=== WRITTEN REQUEST ===
Reproduce each of the rows below word for word, keeping every line as it appears.

=== DATA LINES ===
------

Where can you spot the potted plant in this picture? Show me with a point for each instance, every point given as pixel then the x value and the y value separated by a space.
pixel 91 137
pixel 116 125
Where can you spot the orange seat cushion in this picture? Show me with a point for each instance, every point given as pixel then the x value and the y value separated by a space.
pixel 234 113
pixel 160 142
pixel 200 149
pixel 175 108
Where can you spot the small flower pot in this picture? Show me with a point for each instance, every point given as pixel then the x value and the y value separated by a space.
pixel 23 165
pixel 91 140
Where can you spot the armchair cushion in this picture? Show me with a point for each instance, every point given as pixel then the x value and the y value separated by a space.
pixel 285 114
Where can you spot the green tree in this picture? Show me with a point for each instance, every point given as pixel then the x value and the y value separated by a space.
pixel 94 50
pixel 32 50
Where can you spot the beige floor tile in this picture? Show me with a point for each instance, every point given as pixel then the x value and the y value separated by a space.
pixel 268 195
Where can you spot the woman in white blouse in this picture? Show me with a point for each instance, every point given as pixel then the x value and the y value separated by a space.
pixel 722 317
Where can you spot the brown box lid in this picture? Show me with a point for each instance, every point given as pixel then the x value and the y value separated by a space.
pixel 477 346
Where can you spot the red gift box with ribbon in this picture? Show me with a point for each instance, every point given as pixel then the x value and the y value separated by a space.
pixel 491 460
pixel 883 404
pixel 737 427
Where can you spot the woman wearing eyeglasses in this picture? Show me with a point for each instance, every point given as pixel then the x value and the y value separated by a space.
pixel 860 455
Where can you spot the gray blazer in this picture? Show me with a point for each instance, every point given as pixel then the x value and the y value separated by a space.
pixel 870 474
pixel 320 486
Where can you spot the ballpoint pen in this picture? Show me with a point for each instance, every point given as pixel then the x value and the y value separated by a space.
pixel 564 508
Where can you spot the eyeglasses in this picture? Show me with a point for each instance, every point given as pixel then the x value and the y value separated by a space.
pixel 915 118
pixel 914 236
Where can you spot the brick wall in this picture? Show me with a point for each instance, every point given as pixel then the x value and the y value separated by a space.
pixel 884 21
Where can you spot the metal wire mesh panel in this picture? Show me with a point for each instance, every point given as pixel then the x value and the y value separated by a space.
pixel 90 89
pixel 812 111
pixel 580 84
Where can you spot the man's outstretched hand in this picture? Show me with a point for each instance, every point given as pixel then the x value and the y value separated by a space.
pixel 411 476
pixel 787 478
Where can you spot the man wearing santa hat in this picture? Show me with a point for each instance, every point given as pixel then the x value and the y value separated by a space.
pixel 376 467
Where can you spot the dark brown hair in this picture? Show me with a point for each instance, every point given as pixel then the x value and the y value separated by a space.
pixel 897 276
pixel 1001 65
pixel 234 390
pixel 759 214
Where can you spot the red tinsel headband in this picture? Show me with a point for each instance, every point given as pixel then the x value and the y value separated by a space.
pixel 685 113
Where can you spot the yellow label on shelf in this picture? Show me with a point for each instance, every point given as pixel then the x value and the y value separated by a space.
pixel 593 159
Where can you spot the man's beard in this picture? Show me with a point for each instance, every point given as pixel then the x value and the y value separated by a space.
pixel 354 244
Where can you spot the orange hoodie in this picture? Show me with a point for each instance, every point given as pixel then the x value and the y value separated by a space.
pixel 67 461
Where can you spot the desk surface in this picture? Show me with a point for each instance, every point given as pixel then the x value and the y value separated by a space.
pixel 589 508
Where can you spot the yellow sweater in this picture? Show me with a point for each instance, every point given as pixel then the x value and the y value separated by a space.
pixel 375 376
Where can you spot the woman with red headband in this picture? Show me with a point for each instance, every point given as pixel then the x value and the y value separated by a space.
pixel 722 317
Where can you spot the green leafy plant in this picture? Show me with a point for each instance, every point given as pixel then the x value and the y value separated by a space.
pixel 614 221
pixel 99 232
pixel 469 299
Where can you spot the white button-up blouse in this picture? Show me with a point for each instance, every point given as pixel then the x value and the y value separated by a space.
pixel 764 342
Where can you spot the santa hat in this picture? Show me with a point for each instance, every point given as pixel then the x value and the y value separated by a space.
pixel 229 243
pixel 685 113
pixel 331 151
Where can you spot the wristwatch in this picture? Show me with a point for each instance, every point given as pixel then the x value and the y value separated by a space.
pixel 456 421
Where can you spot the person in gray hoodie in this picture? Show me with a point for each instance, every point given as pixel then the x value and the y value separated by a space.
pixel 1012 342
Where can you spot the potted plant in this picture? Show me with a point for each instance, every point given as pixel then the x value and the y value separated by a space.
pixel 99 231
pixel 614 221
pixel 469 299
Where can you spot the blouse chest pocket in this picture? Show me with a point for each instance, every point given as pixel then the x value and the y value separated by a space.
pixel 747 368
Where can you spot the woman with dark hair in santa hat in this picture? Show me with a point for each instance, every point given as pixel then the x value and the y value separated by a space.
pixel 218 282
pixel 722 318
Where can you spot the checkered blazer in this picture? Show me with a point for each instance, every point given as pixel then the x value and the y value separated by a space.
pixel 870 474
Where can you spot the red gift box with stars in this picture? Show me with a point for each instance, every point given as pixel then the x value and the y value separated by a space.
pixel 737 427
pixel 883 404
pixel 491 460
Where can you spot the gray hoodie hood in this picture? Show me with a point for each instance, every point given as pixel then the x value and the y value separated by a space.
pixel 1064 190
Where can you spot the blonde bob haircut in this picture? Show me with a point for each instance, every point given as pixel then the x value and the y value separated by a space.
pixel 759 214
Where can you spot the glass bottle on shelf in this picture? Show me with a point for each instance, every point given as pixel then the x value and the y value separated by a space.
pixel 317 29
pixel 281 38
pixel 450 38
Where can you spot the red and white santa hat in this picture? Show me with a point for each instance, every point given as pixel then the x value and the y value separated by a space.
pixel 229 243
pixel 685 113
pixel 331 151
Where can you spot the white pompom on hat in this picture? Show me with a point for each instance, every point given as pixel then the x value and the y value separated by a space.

------

=== WRITTEN SOLUTION ===
Where can you spot the potted plant in this picture? Show me with a point for each instance, every point given as pixel then the x value and the y value separated by a space.
pixel 91 137
pixel 116 125
Where can you spot the orange seat cushion in this picture? Show me with a point for each instance, every point given as pixel then the x value and the y value separated by a space.
pixel 234 113
pixel 160 142
pixel 200 149
pixel 175 108
Where can you spot the small flower pot in this picture? Show me with a point for each instance, every point given as pixel then the x value and the y value separated by a space.
pixel 23 165
pixel 91 140
Where can you spot the armchair cushion in this picture? Show me with a point for each instance, every point given as pixel then the x value and the y value separated by a space.
pixel 285 114
Where can you spot the green tree in this picture? Show me with a point for each instance, every point given as pixel then the x value and the y value separated by a space.
pixel 94 50
pixel 32 50
Where can you spot the beige floor tile in this picture? Show me with a point for each instance, every point given as pixel then the x value and the y value separated by a space.
pixel 268 195
Where can you spot the woman in white blouse in this picture? Show me with a point for each instance, every point given as pixel then the x value and the y value separated by a space.
pixel 722 317
Where can you spot the brown box lid in this picture? Show me with a point for each instance, every point given as pixel then the x value and the y value separated by a space.
pixel 477 346
Where can you spot the red gift box with ribbon in this picture? Show me with a point for each instance, every point given as pixel then the x value and the y value separated by a space.
pixel 491 460
pixel 883 404
pixel 737 427
Where can you spot the woman wearing eyeglasses in this picture? Show me with a point for each instance, every point given as pixel then the x value and the y value separated by a space.
pixel 860 455
Where can you spot the gray blazer in this picture? Show me with a point for each instance, every point given as pixel then the x value and the y value separated by a space.
pixel 870 474
pixel 320 486
Where can you spot the ballpoint pen in this picture? Show me with a point for each instance, every point given as pixel then the x value and the y value separated by a space.
pixel 564 508
Where can you spot the eyeglasses in this picture? Show me with a point for each instance, every point given as pixel then the x value and the y value separated by a space.
pixel 915 118
pixel 914 236
Where can you spot the brick wall in this picture? Show me with a point for each instance, every point given as pixel then the x value and the y value separated by a space.
pixel 884 21
Where can you spot the metal wire mesh panel in this picture? Show me with a point for each instance, every point given as pixel then the x value and the y value separated by a space.
pixel 90 89
pixel 812 111
pixel 580 84
Where can you spot the man's outstretched hand in this picture? Show me with a point for each instance, every point given as pixel then the x value and the y value separated by a space.
pixel 411 476
pixel 787 478
Where can you spot the man wearing santa hat in this picture? Show me with a point for each instance, every point given as pixel then the x value and the y value separated by a space.
pixel 376 467
Where can you spot the dark brown hair in this picture? Show me with a point for each instance, every point given as pixel then the x value and the y value separated by a space.
pixel 897 276
pixel 1001 65
pixel 234 390
pixel 759 214
Where can you spot the red tinsel headband in this picture? Show me with a point for each instance, every point given as pixel then the x value and the y value separated by a space.
pixel 685 113
Where can you spot the yellow label on shelf in this picture? Show me with a point for each instance, every point given as pixel then the x value and the y value separated by a space.
pixel 593 159
Where can you spot the man's beard in this picture? Show me with a point for each instance, every point given as pixel then the x value and the y value separated by a space.
pixel 354 244
Where can you spot the orange hoodie in this picture? Show me with a point for each instance, every point given as pixel then the x value and the y value separated by a space.
pixel 67 461
Where can you spot the desk surface in this picture? Show me with a point for each instance, every point given as pixel then the x value and the y value separated by a space.
pixel 589 508
Where can you spot the yellow sweater in this picture? Show me with a point for each instance, every point given as pixel then the x value and the y value separated by a space.
pixel 375 376
Where can you spot the woman with red headband in this picture? Show me with a point for each instance, every point given as pixel then the x value and the y value separated by a space.
pixel 722 317
Where can you spot the green leafy plant in this picture? Show me with a point for each instance, every point given as pixel then the x value and the y value separated by a space.
pixel 614 221
pixel 99 232
pixel 469 299
Where can you spot the white button-up blouse in this picture? Show me with a point for each instance, every point given as pixel then the x value and the y value separated by a space.
pixel 764 342
Where can you spot the santa hat in this picture? Show me with a point for each instance, every point given as pixel then the x value and the y value separated by a space.
pixel 229 243
pixel 685 113
pixel 331 151
Where can you spot the wristwatch in this picture? Show me with a point for each instance, every point given as pixel then the x value and the y value separated by a space.
pixel 456 421
Where can you spot the person in gray hoodie in this picture? Show me with a point for each instance, every point given as pixel then the x value and the y value separated by a space.
pixel 1012 342
Where can you spot the potted plant in this picture? Show me with a point for each instance, every point given as pixel then the x value and the y value separated by a space.
pixel 99 231
pixel 614 221
pixel 469 299
Where can you spot the blouse chest pocket in this picture? Show me with a point for each instance, every point given as pixel then the x value and the y value separated by a space.
pixel 747 368
Where can you spot the woman with dark hair in santa hat in this picture? Show me with a point for each instance, every point given as pixel then the x value and the y value separated by a space.
pixel 218 282
pixel 722 318
Where can you spot the checkered blazer in this picture? Show me with a point for each instance, every point given as pixel then the x value and the y value separated by a space.
pixel 870 474
Where can you spot the red gift box with stars in this picture? Show me with a point for each instance, every point given as pixel then the x value and the y value separated by a space.
pixel 737 427
pixel 883 404
pixel 491 460
Where can you spot the gray hoodie hood in this picture? Show me with a point for each instance, every point given as pixel then the x value and the y value separated by a space.
pixel 1064 190
Where can you spot the blonde bob haircut in this picture? Show me with a point for each instance, every point given as pixel then the x value and the y value separated by a space.
pixel 759 214
Where can you spot the glass bottle on shelf in this picture? Show me with a point for each instance, every point given as pixel then the x value and the y value separated by a space.
pixel 317 29
pixel 281 38
pixel 450 38
Where can you spot the red and white santa hat in this picture? Show me with a point for each instance, every point given as pixel then the x value and the y value separated by a space.
pixel 229 243
pixel 685 113
pixel 331 151
Where can you spot the white pompom on hat in this picture? Show me with a point for each instance, every point given as pixel then the x value and the y value separated by a space.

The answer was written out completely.